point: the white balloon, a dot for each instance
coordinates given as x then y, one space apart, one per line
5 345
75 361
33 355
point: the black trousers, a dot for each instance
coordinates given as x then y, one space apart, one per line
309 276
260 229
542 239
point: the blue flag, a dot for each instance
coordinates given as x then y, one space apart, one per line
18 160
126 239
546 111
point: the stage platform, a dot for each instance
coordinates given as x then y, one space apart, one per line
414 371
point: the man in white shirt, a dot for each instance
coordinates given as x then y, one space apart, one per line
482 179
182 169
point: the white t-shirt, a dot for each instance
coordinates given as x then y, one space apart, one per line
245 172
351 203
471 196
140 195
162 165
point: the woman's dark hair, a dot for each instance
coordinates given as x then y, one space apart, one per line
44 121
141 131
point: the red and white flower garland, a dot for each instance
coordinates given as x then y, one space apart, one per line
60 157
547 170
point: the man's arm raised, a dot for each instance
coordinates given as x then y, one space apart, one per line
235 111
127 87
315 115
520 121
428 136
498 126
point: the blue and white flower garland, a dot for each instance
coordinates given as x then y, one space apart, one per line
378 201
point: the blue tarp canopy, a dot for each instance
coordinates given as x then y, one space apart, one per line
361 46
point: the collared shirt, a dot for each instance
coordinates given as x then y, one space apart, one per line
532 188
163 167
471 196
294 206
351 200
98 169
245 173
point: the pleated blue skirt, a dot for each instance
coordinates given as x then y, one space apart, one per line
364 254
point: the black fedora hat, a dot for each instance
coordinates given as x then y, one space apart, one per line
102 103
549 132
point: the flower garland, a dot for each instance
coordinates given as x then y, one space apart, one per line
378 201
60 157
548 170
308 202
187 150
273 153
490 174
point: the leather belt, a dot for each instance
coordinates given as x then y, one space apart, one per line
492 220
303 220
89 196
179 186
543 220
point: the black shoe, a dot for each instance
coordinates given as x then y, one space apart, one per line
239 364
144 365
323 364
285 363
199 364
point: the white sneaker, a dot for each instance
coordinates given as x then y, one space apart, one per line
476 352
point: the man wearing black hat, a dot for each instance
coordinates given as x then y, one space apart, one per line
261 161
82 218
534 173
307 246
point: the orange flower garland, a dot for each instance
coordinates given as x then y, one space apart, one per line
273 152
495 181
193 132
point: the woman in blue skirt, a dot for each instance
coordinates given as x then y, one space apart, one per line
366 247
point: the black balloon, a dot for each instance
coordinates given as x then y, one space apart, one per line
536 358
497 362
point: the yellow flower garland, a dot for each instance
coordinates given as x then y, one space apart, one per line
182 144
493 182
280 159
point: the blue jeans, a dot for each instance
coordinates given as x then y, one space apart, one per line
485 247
:::
= SHORT EXERCISE =
Set down, exactly and in full, the lines from the one containing "point: the black fedora" through the end of the entries; no other line belongs.

= SOLUTION BELOW =
point: the black fedora hat, a dot for each instance
coordinates given as x then y, one space apart, one per line
102 103
549 132
point: the flower garland, a dot for each instance
coordinates given as x then y, one space apart, one per line
378 201
60 157
548 170
308 202
187 150
273 153
490 174
point: the leather belt, a dot for each instance
coordinates given as x then y, one space apart, one per line
492 220
303 220
89 196
179 186
543 220
point: the black shoe, a dot for each instance
coordinates given as x then y, one space apart, one per line
239 364
144 365
323 364
285 363
199 364
point: the white sneaker, a dot for each instance
coordinates given as x then y, one space apart, one per line
476 352
point: the man wearing black hat, a dot for each instance
coordinates given as x then y, one space apart, one per line
261 161
82 218
534 173
307 246
point: the orange flower garland, a dot for each instance
coordinates given as x then y, one space apart, one per line
273 152
495 181
193 132
point: the woman in blue skirt, a dot for each instance
coordinates given as x then y, one space apart, one per line
366 247
point: the black balloon, a dot for each instance
coordinates given as x then y, one space apart, one per line
536 358
497 362
point: the yellow flower garland, a dot for each instance
coordinates given as x then y, one space apart, one per line
182 144
493 182
280 159
point: the blue jeans, a dot for each instance
coordinates given as x then y, one space apart, one per line
485 247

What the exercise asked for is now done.